Après avoir rappelé qu'il avait proposé un amendement à la loi de finances pour 2003 tendant à supprimer tout lien entre les taux des différents impôts directs locaux, auquel le Gouvernement s'était opposé, M. Manuel Aeschlimann, rapporteur des crédits de l'administration générale et des collectivités locales, a souhaité savoir si, compte tenu de la modération dont avaient fait preuve les collectivités locales dans le cadre d'un aménagement de la règle du lien entre les taux, le Gouvernement serait désormais favorable à une « déliaison » totale.

Abordant ensuite les dispositions du projet de loi organique sur l'autonomie financière des collectivités territoriales qui se réfèrent à la notion de « ressources propres » et à leur « part déterminante », il a demandé au ministre de préciser la définition de ces notions. Il a souhaité également savoir ce qui justifiait le maintien du fctva et plaidé pour une solution alternative qui permettrait aux collectivités locales d'inscrire en recettes la tva acquittée sur les opérations d'investissement.

Éléments de données =
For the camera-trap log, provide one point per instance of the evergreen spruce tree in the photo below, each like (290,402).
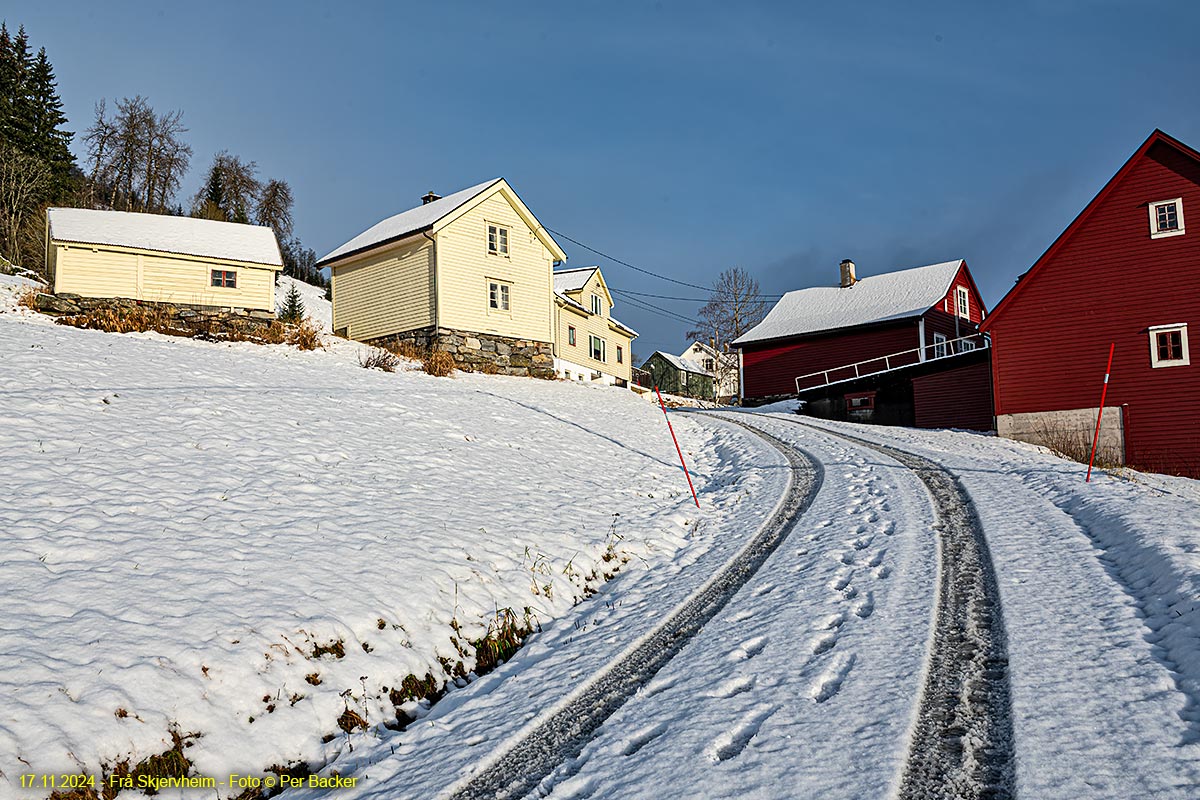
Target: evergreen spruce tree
(293,306)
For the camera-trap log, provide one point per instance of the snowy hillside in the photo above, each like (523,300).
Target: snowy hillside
(245,542)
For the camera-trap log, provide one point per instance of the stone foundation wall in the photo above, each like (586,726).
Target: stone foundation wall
(481,352)
(1069,432)
(204,319)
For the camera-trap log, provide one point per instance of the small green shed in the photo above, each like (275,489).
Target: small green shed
(678,376)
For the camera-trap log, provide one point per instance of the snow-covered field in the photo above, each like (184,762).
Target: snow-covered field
(185,523)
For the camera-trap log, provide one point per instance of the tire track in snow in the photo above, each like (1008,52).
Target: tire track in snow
(564,733)
(963,737)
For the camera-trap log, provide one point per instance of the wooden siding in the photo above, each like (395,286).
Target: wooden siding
(159,277)
(771,370)
(465,268)
(588,324)
(180,281)
(385,292)
(1107,283)
(96,272)
(954,398)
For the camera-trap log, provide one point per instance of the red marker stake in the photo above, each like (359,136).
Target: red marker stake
(671,428)
(1096,437)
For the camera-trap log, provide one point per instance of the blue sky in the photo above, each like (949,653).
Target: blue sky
(685,138)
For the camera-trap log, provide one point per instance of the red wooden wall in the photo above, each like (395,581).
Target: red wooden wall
(954,398)
(771,370)
(1108,281)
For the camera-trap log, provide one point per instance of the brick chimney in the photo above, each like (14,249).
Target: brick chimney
(847,274)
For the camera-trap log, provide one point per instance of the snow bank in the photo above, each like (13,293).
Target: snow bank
(187,523)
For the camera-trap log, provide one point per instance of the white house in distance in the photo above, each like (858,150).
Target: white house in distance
(589,343)
(159,258)
(723,366)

Défis proposés =
(A) Restituez à l'identique la partie du passage sur la fiscalité locale qui commence par « Abordant ensuite les » et se poursuit jusqu'à « les opérations d'investissement. ».
(B) Poursuivez le passage sur la fiscalité locale à partir de l'endroit où il s'arrête.
Les entrées ne jouent ici aucun rôle.

Réponses aux consignes =
(A)
Abordant ensuite les dispositions du projet de loi organique sur l'autonomie financière des collectivités territoriales qui se réfèrent à la notion de « ressources propres » et à leur « part déterminante », il a demandé au ministre de préciser la définition de ces notions. Il a souhaité également savoir ce qui justifiait le maintien du fctva et plaidé pour une solution alternative qui permettrait aux collectivités locales d'inscrire en recettes la tva acquittée sur les opérations d'investissement.

(B)
Observant que les dotations de l'État aux collectivités locales sont déterminées en fonction du potentiel fiscal de ces dernières, lui-même fondé sur les bases brutes des quatre impôts directs locaux, il s'est demandé s'il ne serait néanmoins pas préférable de se référer aux bases nettes afin de prendre en compte les différents abattements décidés par les élus locaux.

S'agissant de la police, le ministre de l'Intérieur a apporté les précisions suivantes en réponse aux rapporteurs :

-  Il est vrai que la préparation du décret d'application relatif à la location avec option d'achat, prévu par l'article 3 de la lopsi, a pris du temps, notamment devant le Conseil d'État. Mais il a été nécessaire de surmonter les fortes réticences des architectes, ainsi que les contraintes liées aux directives communautaires. La mise en œuvre de la procédure de conception-réalisation a été ralentie par les mesures de gel de crédits en cours d'année. En revanche, la maîtrise d'ouvrage déléguée aux collectivités territoriales est déjà un succès ; à titre d'exemple, parmi de très nombreuses réalisations, peuvent être citées les conventions pour la construction d'un commissariat à Ermont, dans le Val d'Oise, d'une unité canine à Saint-Martin-lès-Boulogne, du commissariat de police de Colmar, ou encore de huit opérations dans les Hauts-de-Seine.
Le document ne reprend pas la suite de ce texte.